#### Input material:
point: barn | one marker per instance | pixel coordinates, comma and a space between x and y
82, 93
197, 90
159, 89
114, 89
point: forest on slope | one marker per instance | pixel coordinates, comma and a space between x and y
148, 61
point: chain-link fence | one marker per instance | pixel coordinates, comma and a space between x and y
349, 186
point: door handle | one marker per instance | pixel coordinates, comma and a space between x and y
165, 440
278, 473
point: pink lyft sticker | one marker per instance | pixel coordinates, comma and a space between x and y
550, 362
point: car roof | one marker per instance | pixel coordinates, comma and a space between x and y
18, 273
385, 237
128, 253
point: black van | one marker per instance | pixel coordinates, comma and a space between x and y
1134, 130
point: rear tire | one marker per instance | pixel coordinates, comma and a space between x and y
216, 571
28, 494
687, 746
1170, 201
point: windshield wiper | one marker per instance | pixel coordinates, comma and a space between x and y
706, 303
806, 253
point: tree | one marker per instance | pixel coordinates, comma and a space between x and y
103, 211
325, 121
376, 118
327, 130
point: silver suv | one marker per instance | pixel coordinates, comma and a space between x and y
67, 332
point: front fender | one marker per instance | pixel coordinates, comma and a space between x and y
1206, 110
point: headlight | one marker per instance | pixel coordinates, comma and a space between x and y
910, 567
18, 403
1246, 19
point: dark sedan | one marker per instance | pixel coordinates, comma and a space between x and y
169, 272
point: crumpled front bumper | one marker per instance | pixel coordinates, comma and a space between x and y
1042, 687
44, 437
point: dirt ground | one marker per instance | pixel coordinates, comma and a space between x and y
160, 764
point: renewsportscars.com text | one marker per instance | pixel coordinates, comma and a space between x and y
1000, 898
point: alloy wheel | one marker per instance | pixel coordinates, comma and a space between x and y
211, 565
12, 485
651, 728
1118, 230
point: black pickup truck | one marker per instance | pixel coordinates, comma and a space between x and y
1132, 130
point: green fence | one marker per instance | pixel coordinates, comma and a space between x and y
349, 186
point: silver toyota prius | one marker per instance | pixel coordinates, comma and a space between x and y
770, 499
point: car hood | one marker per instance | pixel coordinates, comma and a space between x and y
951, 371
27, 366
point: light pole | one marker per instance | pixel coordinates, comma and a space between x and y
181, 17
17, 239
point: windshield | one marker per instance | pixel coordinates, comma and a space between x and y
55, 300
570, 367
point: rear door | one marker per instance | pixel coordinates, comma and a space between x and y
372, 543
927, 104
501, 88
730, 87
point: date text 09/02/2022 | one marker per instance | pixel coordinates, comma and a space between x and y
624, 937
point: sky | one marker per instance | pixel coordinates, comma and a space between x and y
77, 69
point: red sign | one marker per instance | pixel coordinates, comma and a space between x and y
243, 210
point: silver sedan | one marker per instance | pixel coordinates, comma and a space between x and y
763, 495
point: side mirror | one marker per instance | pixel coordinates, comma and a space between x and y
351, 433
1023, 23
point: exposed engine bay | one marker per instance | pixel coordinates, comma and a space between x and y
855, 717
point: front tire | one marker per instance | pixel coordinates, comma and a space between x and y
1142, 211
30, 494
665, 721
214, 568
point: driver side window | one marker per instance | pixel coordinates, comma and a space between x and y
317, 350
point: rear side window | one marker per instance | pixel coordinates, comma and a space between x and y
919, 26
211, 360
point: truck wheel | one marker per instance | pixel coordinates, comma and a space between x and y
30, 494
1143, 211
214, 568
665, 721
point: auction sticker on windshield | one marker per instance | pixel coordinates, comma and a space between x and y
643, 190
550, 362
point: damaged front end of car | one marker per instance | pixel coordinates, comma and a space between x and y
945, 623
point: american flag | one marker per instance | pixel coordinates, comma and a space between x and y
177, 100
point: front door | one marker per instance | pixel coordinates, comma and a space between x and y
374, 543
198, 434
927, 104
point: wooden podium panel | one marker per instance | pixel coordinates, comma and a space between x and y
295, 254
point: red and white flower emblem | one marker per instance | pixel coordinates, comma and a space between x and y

#### Task objective:
Set down, with no changes, the lines of the records above from the one containing "point: wooden podium" through the last line of the records, both ends included.

#### Task response:
point: wooden podium panel | one marker per instance | pixel coordinates, comma and a space between x and y
295, 254
point: red and white flower emblem | one marker per instance | pixel coordinates, comma and a space between x and y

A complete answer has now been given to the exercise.